● **Written problem A**:
In the passage on initializing cluster workers, what does clusterApply() do with a function that clusterEvalQ() does not?

● **Selected extract**:
------------

The kmeans() function uses the function to choose the starting cluster centers, which depend on the random number generator. In order to get different solutions, the cluster workers need to use different streams of random numbers. Since the workers are randomly seeded when they first start generating random numbers,[8] this example will work, but it is good practice to use a parallel random number generator. See Random Number Generation for more information.

Initializing Workers

In the last section we used the clusterEvalQ() function to initialize the cluster workers by loading a package on each of them. clusterEvalQ() is very handy, especially for interactive use, but it isn’t very general. It’s great for executing a simple expression on the cluster workers, but it doesn’t allow you to pass any kind of parameters to the expression, for example. Also, although you can use it to execute a function, it won’t send that function to the worker first,[9] as clusterApply() does.

------------

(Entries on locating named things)
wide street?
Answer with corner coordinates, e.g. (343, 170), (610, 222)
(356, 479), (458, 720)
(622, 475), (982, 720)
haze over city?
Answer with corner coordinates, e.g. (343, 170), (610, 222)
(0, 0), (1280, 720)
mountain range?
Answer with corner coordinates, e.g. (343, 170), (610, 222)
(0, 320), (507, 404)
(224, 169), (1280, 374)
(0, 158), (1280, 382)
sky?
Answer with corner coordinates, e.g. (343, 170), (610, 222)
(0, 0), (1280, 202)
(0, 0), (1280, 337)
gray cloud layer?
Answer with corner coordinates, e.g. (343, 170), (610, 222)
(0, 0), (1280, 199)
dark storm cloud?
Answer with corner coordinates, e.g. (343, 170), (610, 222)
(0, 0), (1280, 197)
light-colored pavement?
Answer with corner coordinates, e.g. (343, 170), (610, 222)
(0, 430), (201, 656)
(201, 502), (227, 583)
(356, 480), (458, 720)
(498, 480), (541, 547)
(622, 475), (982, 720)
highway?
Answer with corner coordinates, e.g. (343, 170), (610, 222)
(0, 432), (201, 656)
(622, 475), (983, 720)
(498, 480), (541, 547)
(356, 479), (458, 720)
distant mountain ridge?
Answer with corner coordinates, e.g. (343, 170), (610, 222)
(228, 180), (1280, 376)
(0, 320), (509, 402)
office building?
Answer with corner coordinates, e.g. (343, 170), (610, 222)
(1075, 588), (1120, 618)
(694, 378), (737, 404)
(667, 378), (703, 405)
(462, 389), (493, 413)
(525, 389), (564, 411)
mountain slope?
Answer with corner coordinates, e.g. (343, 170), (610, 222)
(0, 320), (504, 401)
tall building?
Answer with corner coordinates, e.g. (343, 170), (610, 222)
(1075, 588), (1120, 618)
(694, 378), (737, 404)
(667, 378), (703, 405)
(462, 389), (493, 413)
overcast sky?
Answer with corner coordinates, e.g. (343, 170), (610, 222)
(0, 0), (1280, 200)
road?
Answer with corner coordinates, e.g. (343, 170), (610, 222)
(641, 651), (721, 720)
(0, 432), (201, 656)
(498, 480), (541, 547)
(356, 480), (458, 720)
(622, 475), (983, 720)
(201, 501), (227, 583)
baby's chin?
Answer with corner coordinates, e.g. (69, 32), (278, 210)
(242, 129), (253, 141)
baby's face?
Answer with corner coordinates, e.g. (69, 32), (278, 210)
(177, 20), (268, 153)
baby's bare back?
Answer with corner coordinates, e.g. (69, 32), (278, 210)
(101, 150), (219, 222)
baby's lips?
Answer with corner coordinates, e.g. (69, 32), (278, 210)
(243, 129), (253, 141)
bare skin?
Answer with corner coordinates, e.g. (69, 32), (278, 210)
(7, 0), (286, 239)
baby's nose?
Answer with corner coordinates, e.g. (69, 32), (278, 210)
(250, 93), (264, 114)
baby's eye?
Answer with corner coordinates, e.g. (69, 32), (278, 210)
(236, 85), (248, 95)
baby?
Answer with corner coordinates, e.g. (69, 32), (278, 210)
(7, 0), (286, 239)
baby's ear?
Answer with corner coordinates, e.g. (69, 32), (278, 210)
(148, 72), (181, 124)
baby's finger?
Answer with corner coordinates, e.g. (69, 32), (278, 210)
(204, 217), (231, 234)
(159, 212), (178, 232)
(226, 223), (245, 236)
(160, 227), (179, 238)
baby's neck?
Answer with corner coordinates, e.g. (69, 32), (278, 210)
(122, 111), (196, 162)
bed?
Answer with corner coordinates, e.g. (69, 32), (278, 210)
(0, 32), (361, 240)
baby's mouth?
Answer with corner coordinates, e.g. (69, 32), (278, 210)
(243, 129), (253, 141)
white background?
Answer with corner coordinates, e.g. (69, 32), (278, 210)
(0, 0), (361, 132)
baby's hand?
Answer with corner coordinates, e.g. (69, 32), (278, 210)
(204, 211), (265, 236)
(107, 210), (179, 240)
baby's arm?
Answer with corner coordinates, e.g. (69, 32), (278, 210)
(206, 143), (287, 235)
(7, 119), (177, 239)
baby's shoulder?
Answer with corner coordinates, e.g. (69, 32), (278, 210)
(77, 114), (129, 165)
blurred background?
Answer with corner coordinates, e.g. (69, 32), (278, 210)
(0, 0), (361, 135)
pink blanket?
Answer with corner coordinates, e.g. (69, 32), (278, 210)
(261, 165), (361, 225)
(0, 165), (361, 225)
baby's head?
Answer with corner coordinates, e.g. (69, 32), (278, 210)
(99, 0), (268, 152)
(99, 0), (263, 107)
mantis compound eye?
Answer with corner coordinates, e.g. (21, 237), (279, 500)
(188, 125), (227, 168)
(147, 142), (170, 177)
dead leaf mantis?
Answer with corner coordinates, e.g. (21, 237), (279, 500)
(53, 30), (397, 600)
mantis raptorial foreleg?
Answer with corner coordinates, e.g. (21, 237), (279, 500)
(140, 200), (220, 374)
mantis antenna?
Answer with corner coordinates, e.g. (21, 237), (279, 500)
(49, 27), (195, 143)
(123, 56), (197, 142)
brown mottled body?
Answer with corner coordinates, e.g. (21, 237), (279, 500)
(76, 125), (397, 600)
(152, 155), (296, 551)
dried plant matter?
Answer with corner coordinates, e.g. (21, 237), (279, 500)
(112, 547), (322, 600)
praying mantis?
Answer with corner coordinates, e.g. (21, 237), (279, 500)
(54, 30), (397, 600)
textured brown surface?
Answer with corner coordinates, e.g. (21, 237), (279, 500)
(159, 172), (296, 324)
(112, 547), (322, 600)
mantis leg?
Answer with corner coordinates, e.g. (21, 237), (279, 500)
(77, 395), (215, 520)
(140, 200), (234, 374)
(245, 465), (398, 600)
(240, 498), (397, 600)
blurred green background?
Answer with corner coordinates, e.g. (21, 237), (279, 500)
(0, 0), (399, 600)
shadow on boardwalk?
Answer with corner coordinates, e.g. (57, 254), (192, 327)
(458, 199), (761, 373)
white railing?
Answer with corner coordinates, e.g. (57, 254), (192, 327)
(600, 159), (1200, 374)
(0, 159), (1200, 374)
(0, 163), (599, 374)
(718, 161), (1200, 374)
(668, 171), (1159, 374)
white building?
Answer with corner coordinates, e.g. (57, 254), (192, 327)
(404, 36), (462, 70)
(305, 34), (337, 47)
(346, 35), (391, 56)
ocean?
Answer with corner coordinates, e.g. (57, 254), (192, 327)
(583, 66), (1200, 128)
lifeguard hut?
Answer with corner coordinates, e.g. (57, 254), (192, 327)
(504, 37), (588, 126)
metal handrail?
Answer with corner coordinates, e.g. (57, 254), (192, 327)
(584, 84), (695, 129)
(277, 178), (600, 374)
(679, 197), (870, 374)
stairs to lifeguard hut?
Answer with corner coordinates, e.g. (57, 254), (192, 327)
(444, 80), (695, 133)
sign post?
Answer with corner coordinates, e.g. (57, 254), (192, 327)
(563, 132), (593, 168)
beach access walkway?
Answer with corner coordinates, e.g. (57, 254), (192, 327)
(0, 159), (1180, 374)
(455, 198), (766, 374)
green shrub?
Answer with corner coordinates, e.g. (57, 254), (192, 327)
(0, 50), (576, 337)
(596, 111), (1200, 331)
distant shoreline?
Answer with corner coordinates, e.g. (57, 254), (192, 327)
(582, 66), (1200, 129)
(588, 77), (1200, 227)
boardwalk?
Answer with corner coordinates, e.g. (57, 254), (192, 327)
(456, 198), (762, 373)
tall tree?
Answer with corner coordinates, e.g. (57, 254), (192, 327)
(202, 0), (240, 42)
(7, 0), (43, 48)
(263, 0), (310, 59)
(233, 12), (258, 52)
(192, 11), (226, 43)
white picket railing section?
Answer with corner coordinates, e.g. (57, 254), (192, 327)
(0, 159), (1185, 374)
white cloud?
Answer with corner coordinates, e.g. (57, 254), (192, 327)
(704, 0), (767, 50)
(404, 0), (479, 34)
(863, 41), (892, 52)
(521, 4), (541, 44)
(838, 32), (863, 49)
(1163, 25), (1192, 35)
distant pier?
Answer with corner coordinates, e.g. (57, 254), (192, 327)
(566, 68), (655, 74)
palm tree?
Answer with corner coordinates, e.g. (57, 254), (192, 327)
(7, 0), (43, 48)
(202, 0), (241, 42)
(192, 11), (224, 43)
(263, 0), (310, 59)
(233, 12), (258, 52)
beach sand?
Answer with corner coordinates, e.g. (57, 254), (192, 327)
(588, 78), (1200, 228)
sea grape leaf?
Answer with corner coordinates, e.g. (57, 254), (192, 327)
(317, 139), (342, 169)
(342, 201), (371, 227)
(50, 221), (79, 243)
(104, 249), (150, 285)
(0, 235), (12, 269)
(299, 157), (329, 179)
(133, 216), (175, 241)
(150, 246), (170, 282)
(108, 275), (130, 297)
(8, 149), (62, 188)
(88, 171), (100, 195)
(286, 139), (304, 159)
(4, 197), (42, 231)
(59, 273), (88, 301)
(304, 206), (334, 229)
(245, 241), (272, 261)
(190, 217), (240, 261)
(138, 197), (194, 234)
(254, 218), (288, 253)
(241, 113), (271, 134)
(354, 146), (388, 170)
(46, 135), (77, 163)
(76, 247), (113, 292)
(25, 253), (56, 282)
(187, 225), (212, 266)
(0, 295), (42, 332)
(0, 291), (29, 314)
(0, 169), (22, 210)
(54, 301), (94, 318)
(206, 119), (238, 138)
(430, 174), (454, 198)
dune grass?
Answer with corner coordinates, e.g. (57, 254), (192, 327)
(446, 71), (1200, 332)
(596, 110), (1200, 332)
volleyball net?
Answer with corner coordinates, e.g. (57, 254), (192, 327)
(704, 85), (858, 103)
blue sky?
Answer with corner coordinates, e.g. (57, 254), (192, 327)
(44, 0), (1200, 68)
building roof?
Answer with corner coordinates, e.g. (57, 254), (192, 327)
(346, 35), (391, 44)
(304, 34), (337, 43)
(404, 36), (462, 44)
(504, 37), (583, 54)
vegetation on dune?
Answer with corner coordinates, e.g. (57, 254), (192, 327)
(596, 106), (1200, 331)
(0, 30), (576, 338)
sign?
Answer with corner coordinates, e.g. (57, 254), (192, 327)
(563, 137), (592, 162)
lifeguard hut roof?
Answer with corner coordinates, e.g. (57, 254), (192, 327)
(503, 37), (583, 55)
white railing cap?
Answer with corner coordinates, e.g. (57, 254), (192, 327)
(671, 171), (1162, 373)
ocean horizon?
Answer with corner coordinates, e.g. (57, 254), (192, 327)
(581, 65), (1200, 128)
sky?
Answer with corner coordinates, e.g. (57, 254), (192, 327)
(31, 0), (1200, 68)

------------

● **Written problem B**:
Recast the listing lines from the line with "dried plant matter?" to the line with "(0, 0), (399, 600)" as a JSON list of strings, one string per line, leaving out blank lines.

● **Task solution A**:
It sends the function to the worker first.

● **Task solution B**:
[
  "dried plant matter?",
  "Answer with corner coordinates, e.g. (21, 237), (279, 500)",
  "(112, 547), (322, 600)",
  "praying mantis?",
  "Answer with corner coordinates, e.g. (21, 237), (279, 500)",
  "(54, 30), (397, 600)",
  "textured brown surface?",
  "Answer with corner coordinates, e.g. (21, 237), (279, 500)",
  "(159, 172), (296, 324)",
  "(112, 547), (322, 600)",
  "mantis leg?",
  "Answer with corner coordinates, e.g. (21, 237), (279, 500)",
  "(77, 395), (215, 520)",
  "(140, 200), (234, 374)",
  "(245, 465), (398, 600)",
  "(240, 498), (397, 600)",
  "blurred green background?",
  "Answer with corner coordinates, e.g. (21, 237), (279, 500)",
  "(0, 0), (399, 600)"
]